- [The task] Carry the biography of Din Mohammad Jurat below forward from its final sentence.

Din Mohammad Jurat is a politician and military general from Afghanistan. He served at several senior position in Afghanistan Government. He was a well known commanders under the role of Ahmad Shah Massoud.
He also led a political movement named Protection of the value of Jihad and resistance. He served as Deputy minister of border and tribal affairs ministry in Karzai's period. after that, he was appointed as Head of intelligence service of the Ministry of Interior affairs. He supported Ashraf Ghani at 2014 election, Later in 2018, he was appointed as vice of the National security council. He served also as president's senior adviser.And in 2021, after that Taliban came to power, he is one of the founders of the National Resistance Council to save the people of Afghanistan, and he is currently one of the leaders of this council.(A.H.J))

Early life and Education
Din Mohammad Jurrat, s/o  Bismellah Jurat, was born on Jan, 15, 1963 in a respected family in Panjshir province of Afghanistan.
He completed secondary education in Rokha High School in Panjsher province. Following his graduation from Abu-Hanifa Maddressa in 1365 he enrolled at Kabul University’s Sharia Law Faculty. His enrolment at Kabul university was coincident with the (Haft Sawar) revolution by the People’s Democratic Party of Afghanistan. The Sawar Revolutionist was against the believes of the Afghan people and Islam. Qazi Bismillah Jurat, the deceased father of Gen. Jurat was one of the well-known public figures’ of Panjsher provinces who was known to religious scholars and had close ties with various influential groups in the society. Jurat's father along with hundreds of his colleagues were arrested by the Soviet back regime of Kabul. He was kept in Jail for a period of time and later released. He was then killed by the regime at that time. Jurat was arrested in 1978 in Panjhser valley later the valley was retaken by Mujahideen. Jurat was put in prison for a while and later released. He joined the group of Mujahideen in Panjhir province. He was given role within the resistance group and his involvement in the resistance and defense team was until the 1987 where he fought along with other Mujahideen against the soviet backed regime. Based on the consultation from head of Mujahideen he left Afghanistan towards Peshawar city of Pakistan. Using the opportunity, Jurat could find out the time to study and complete studies in Pakistan. Following his studies, he was tasked to work on the security affairs of Islamic Party in Pakistan and later was assigned as head of Olympics of Interim government.

- [Listing]
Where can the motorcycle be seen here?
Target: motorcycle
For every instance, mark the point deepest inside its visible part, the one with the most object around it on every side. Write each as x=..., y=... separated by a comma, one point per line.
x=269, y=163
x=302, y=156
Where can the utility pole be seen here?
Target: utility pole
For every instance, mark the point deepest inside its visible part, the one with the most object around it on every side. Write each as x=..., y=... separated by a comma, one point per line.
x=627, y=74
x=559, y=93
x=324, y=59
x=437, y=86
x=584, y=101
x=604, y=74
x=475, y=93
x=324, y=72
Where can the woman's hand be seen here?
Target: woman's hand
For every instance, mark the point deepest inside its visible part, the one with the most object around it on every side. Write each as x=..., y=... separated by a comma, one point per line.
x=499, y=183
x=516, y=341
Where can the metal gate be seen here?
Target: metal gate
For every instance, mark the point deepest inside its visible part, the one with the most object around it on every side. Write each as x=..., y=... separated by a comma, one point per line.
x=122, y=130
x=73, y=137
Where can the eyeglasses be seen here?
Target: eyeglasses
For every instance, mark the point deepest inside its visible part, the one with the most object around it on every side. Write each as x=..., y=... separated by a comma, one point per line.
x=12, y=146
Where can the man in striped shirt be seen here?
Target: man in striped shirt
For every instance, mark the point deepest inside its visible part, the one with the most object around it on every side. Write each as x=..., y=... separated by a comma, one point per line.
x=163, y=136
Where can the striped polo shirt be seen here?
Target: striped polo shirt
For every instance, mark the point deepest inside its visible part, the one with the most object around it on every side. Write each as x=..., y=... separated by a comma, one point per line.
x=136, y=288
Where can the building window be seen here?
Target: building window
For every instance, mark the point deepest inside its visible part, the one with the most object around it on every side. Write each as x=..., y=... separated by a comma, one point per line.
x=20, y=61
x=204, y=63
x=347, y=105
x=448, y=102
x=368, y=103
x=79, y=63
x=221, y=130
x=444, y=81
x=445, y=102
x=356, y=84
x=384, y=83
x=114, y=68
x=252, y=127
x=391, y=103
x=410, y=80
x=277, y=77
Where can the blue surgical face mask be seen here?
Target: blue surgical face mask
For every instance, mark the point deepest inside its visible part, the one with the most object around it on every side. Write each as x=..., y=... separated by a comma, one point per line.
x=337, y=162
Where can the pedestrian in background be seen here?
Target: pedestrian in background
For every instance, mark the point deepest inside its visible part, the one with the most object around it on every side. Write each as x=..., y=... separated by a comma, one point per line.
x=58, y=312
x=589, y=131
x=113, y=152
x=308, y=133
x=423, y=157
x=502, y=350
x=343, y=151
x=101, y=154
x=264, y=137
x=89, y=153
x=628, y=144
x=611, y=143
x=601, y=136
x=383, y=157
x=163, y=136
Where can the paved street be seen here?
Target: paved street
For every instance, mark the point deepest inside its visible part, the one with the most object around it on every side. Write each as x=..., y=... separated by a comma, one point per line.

- [Result of the task]
Following the victory of Mujahideen, he along with his colleagues returned to Kabul and was introduced to the Ministry of Interior Affairs in a senior role for a five years period. Using the opportunity, he completed police training for 18 months in Police Training Academy of Kabul. Following the collapse of Kabul and the takeover by Taliban, Jurat entered Panjsher and based on the instructions from Ahmad Shah Masood he was assigned as the commander in chief of all Mujahideen forces against Taliban and was assigned to control those liberated territories. 
Jurat following the collapse of Taliban, he was assigned as the General Director Public Security of Police forces in the Ministry of Interior of Afghanistan for a period of two years. Based on the request of Mujahideen forces, religious figures and Panjsher citizens he was assigned as the head of Panjsher People Council. During this time, Jurat could connect the council with other provinces of Afghanistan. He was assigned as the security advisor of the First Vice President and later served as the Deputy Minster of Tribal Affairs of Afghanistan. in 2014, Mr. Jurat as Independent body supported the candidacy of Mohammad Ashraf Ghani as the president of Islamic Republic of Afghanistan. His support to president Ghani’s team was very vital. Jurat in 2015 with the joint effort from the influential people established Protecting the Values of Jihad and Resistance Afghanistan People party. Later in 2018, he was appointed as Vice of the National Security council. He served also as President's senior adviser. And in 2021, after that Taliban came to power, he is one of the founders of the National Resistance Council to save the people of Afghanistan, and he is currently one of the leaders of this council.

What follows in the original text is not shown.